Work required: Rewrite every line of the items from the start through the line containing "(1273, 635)", inclusive, adding -51 to each number in the point coordinates and leaving all other lines unchanged.

Records for processing:

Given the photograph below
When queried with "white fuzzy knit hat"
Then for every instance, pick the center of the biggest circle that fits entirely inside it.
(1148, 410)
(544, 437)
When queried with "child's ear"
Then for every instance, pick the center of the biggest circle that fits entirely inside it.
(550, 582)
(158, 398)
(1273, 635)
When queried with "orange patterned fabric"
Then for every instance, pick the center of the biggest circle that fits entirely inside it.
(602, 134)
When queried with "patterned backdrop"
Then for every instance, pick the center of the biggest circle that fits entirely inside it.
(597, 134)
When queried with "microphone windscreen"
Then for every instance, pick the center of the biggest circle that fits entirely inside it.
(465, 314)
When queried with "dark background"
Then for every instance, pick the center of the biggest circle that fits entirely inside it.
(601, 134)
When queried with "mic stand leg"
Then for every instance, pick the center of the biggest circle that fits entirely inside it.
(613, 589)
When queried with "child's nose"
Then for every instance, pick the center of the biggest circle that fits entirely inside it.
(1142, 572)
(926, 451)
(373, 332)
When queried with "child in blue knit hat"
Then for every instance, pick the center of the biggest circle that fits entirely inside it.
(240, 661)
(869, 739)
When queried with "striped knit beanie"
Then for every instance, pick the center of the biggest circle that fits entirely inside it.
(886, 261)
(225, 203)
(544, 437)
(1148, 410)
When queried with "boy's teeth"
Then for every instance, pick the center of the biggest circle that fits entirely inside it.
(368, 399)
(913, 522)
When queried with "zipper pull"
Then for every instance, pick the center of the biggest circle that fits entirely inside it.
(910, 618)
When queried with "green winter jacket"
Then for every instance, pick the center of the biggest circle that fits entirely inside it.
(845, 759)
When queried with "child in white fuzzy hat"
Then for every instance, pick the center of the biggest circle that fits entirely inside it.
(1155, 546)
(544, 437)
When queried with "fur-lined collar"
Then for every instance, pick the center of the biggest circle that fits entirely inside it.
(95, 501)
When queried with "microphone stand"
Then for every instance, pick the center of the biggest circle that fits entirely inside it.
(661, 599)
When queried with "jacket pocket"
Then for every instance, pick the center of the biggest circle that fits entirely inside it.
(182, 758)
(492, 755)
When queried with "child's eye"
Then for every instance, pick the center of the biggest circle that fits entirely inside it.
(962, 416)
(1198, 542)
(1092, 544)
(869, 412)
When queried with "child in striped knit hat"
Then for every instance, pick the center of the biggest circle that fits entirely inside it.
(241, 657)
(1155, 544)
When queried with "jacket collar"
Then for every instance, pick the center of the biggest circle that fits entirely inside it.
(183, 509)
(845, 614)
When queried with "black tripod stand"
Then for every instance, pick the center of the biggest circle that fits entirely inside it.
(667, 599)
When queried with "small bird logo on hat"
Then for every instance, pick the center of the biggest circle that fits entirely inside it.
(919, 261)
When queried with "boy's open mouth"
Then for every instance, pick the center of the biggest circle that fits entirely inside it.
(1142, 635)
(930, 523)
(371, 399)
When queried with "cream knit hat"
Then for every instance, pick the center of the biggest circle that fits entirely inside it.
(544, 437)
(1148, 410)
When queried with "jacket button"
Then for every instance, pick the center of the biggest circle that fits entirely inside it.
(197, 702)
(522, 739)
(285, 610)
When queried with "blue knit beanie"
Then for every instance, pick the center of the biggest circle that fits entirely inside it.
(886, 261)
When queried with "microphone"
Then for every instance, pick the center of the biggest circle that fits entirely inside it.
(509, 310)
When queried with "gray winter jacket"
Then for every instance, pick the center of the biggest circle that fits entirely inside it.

Solution for this task:
Given the photograph below
When queried with "white fuzzy knit hat"
Then for every instance, pick the center of the biggest circle that fits entirely inside it.
(1097, 359)
(493, 386)
When queried with "child's ear"
Then for every instance, pick the center of the biggest circle that fits entirely inside it.
(499, 531)
(107, 347)
(1222, 584)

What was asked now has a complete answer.